• TESTO IN ESAME
··········
È il più grande capolavoro nuragico. Parliamo del tempio a pozzo sacro di Santa Cristina, massima espressione architettonica della civiltà nuragica risalente a circa 3000 anni fa, ma che sembra costruito oggi, con i suoi massi squadrati, perfettamente incastrati con una geometria perfetta. Il monumento è orientato da NNO a SSE e si compone di tre distinte parti accuratamente scalpellate: vestibolo o atrio, vano scala e camera ipogeica a tholos. I due perimetri esterni non presentano alcuna lavorazione e sono realizzati con pietre e fango. Il vestibolo è la parte antistante la scalinata nel quale venivano deposte le offerte votive per la divinità. Il vano scala, oltre a consentire l’accesso alla camera ipogeica ed a rivestire un’importante funzione estetica, permetteva di raggiungere l’acqua che nei vari periodi dell’anno aveva un livello non costante. Situato nei pressi di Paulilatino, è il pozzo sacro più rappresentativo dell’Isola dove storie, leggende e verità si intrecciano tra loro. Nel mese di settembre dal 21 al 23 alle 12 e nel mese di marzo dal 18 al 21 alle 11 in occasione degli equinozi il sole illumina perfettamente il fondo del pozzo passando per il vano scale. Il sole, con i suoi raggi, si riflette dentro il pozzo sino a toccare l’acqua. In questa circostanza l’osservatore, mentre guadagna gli ultimi 6 scalini interni, viene accompagnato da due ombre: una si proietta nell’acqua, l’altra discende dalla camera a tholos a testa in giù.

Backstage con l’attrice Marta Alfonso che impersona Cristina nel corto in realtà virtuale al pozzo sacro di Santa Cristina (foto nabui)
··········
• DATI DA ESAMINARE
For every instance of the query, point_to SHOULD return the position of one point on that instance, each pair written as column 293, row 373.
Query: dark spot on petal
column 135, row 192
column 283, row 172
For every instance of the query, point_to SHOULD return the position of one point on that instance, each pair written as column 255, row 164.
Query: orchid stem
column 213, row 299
··········
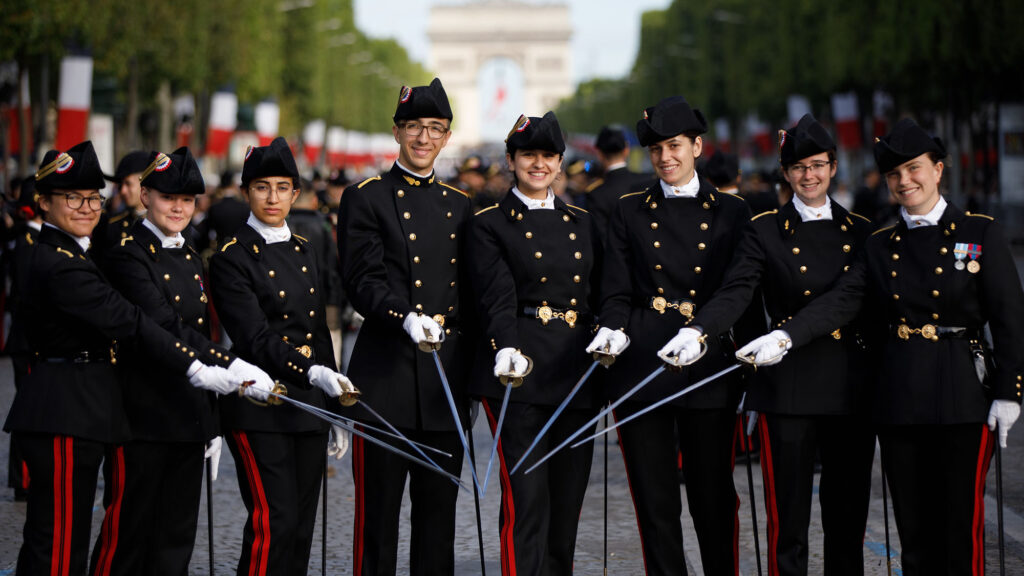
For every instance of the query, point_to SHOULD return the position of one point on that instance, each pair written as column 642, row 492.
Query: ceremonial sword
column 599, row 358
··········
• CONSEGNA
Scrivi il seguito del testo sul pozzo sacro di Santa Cristina, partendo subito dopo la sua ultima frase.

• RISPOSTA
Il processo di ricerca di Nabui Società Benefit. Per la realizzazione del progetto i due parchi sono stati oggetto di una ricerca condotta da Nabui sulle comunità del luogo. La ricerca ha portato alla luce due storie mai raccontate e che rischiavano di andare perse: quella di Cristina, bambina che secondo la tradizione orale ha dato origine al parco, e quella dei bambini della comunità di Losa che, negli anni precedenti all’apertura del parco archeologico, si incontravano al nuraghe con le loro famiglie per condividere insieme momenti di socialità e di gioco. Due storie che, affiancandosi alle informazioni storiche e archeologiche, arricchiscono di una nuova sfumatura la narrazione di questi luoghi unici al mondo, recuperando e valorizzando il patrimonio immateriale delle comunità, altrimenti destinato a perdersi.

Un momento delle riprese a 360 gradi per la realizzazione dei corti in virtual reality nei parchi archeologici di Losa e Santa Cristina (foto nabui)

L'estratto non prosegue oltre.